Exercise requirements: Within the data below, find the string "road" and return each line where it occurs.

=== Begin Enclosure ===

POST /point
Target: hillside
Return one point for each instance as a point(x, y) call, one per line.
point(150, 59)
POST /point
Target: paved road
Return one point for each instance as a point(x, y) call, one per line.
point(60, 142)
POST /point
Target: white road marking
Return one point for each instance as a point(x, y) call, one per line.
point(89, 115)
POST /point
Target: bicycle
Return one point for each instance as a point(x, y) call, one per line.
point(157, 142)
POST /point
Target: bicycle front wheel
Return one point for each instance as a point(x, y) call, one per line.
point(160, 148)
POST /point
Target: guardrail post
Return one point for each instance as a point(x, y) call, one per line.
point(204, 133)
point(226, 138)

=== End Enclosure ===

Exercise response:
Target: paved road
Target: white road marking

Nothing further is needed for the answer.